Material:
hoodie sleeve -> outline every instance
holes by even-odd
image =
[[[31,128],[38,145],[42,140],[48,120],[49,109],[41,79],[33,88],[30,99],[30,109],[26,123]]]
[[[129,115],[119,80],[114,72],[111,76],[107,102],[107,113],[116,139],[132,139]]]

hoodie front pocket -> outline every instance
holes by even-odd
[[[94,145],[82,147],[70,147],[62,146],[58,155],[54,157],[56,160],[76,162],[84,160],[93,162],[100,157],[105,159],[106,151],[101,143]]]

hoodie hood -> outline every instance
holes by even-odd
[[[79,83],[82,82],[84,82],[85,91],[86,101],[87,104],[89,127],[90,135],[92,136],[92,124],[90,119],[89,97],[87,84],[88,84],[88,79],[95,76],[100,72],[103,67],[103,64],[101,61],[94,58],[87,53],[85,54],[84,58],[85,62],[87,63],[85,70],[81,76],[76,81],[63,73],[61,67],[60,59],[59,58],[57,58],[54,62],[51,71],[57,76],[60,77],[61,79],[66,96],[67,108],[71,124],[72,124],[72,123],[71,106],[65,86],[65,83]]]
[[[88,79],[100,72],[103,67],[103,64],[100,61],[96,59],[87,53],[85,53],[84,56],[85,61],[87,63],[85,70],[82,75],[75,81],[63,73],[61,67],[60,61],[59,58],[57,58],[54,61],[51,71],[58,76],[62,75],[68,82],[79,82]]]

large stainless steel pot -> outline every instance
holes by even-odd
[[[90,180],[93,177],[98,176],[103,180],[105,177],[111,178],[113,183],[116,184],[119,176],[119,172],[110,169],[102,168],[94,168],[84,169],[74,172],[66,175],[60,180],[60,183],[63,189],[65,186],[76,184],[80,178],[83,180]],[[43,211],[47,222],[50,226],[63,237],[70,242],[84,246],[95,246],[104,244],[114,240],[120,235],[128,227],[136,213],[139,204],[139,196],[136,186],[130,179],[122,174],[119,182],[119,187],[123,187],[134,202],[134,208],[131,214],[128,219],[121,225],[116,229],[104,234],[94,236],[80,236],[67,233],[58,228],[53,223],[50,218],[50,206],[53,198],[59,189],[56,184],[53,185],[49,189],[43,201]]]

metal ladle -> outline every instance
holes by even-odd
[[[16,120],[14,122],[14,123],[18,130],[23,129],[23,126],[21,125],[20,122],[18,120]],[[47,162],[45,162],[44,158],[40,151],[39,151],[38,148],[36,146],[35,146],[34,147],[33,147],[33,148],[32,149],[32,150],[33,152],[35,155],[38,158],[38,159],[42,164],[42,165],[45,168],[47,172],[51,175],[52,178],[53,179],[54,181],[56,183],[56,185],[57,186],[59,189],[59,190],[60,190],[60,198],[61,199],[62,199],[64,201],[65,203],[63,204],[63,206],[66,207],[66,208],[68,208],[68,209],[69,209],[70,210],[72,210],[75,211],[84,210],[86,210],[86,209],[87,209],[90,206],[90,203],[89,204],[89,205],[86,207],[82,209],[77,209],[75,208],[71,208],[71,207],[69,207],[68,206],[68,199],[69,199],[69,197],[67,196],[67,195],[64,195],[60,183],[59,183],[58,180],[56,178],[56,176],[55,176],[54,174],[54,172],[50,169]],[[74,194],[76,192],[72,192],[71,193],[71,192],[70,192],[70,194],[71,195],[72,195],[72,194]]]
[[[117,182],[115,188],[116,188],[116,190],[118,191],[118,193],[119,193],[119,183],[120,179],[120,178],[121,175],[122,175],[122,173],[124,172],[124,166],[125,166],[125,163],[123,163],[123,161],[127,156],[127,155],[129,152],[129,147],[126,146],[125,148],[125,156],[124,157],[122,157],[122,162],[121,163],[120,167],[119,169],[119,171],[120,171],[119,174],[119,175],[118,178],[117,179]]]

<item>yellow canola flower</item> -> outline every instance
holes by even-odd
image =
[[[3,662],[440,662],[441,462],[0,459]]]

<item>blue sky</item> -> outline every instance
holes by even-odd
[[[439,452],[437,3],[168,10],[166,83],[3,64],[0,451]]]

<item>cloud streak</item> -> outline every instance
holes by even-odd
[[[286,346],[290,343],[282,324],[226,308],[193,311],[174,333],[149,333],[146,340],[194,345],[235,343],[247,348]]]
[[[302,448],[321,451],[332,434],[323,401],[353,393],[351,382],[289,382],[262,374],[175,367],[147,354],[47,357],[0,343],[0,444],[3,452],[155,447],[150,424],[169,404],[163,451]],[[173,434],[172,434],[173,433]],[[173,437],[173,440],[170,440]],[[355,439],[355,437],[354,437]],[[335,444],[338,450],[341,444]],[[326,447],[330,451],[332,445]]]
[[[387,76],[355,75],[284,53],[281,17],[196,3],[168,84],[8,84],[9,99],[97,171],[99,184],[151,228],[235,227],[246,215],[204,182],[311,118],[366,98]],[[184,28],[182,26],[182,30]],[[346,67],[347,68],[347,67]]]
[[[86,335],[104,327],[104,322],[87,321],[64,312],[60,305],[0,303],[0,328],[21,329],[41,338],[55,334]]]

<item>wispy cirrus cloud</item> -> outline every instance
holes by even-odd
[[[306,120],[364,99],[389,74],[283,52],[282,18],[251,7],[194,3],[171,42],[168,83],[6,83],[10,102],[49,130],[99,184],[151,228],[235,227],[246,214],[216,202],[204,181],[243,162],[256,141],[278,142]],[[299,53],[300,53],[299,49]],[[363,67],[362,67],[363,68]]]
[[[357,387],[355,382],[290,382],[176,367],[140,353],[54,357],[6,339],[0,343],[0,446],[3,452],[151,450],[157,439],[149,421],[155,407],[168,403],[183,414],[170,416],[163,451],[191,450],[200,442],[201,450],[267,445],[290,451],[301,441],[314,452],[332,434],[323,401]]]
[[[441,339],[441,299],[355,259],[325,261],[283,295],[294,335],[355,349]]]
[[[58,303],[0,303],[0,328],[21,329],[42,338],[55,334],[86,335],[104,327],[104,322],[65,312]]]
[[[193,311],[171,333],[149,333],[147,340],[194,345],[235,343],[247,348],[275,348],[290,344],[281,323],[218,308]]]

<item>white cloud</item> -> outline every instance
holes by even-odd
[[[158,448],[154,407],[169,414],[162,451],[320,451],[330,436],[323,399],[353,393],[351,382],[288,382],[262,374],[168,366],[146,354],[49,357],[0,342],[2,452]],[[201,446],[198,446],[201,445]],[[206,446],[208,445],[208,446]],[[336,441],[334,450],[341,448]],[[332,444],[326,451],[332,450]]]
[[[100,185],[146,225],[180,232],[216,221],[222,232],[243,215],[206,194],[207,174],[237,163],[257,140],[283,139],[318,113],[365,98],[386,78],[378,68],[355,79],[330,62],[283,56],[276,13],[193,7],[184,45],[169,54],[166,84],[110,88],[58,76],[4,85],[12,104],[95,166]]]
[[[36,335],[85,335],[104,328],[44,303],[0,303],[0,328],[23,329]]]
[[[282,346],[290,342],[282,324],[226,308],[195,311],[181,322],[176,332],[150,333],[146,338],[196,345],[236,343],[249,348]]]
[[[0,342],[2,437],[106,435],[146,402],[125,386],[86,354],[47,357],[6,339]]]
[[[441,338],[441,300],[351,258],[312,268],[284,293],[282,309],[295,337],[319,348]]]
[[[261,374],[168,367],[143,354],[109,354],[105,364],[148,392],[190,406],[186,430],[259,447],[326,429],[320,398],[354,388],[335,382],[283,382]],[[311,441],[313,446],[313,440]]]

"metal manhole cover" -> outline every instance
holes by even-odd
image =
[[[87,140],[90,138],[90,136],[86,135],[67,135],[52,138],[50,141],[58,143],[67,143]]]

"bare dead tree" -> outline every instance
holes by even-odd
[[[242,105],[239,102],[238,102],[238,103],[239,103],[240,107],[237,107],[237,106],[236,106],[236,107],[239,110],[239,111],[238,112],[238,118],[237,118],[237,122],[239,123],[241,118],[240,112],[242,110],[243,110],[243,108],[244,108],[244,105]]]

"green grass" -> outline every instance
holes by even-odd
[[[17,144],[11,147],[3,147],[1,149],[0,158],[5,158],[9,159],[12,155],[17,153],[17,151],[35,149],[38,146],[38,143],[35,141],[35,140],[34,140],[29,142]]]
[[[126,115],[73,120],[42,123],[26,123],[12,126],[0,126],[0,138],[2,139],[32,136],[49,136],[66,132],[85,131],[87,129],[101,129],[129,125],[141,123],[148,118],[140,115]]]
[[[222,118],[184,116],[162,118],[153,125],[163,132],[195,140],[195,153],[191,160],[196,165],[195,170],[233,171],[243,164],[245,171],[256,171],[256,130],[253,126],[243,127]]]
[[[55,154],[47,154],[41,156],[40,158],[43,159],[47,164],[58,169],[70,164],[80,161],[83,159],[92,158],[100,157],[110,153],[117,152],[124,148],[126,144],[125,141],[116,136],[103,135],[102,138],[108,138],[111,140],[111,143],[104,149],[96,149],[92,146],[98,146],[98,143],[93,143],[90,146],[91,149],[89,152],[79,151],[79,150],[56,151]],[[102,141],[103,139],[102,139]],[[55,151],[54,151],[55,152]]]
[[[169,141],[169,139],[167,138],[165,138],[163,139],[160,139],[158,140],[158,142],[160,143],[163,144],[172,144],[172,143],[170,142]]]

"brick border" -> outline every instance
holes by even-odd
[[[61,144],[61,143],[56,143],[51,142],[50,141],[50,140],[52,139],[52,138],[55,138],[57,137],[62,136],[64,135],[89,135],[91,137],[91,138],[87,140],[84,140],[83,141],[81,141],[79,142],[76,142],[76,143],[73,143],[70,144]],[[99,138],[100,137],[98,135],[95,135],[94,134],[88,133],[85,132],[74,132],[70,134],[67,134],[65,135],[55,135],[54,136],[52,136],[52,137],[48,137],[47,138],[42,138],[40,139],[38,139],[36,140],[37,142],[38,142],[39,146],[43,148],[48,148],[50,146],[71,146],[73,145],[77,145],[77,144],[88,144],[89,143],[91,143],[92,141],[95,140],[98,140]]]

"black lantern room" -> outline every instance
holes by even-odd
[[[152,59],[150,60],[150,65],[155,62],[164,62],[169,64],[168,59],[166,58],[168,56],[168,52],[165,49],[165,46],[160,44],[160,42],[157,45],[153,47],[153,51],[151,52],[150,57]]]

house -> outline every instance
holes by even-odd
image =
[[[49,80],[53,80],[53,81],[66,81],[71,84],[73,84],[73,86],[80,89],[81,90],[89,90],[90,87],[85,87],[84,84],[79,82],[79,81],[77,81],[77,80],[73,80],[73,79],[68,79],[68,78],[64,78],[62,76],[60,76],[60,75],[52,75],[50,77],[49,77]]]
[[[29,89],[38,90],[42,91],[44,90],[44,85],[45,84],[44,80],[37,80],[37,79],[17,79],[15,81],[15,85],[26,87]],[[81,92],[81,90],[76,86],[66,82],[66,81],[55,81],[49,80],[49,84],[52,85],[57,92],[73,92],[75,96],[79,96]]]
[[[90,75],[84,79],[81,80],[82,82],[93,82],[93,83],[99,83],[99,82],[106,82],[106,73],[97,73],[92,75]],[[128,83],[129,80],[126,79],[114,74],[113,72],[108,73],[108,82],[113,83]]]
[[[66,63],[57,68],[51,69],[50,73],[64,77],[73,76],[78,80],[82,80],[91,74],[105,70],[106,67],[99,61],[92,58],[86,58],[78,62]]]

Problem statement:
Reproduce word for word the lines of the data above, from the line containing "house -> outline every instance" through the last line of the data, with both included.

Result below:
house -> outline every instance
holes by even-odd
image =
[[[49,80],[53,80],[53,81],[66,81],[71,84],[73,84],[73,86],[80,89],[81,90],[89,90],[90,87],[85,87],[84,84],[79,82],[79,81],[77,81],[77,80],[73,80],[73,79],[68,79],[68,78],[64,78],[62,76],[60,76],[60,75],[52,75],[50,77],[49,77]]]
[[[29,89],[38,90],[42,91],[44,90],[44,85],[45,84],[44,80],[37,80],[37,79],[17,79],[15,81],[15,85],[26,87]],[[81,92],[81,90],[76,86],[66,82],[66,81],[55,81],[49,80],[49,84],[52,85],[57,92],[73,92],[75,96],[79,96]]]
[[[90,75],[84,79],[81,80],[82,82],[93,82],[93,83],[99,83],[99,82],[106,82],[106,73],[97,73],[92,75]],[[128,83],[129,80],[126,79],[114,74],[113,72],[108,73],[108,82],[113,83]]]
[[[66,63],[57,68],[51,69],[50,73],[64,77],[73,76],[78,80],[82,80],[91,74],[105,70],[106,67],[99,61],[92,58],[86,58],[78,62]]]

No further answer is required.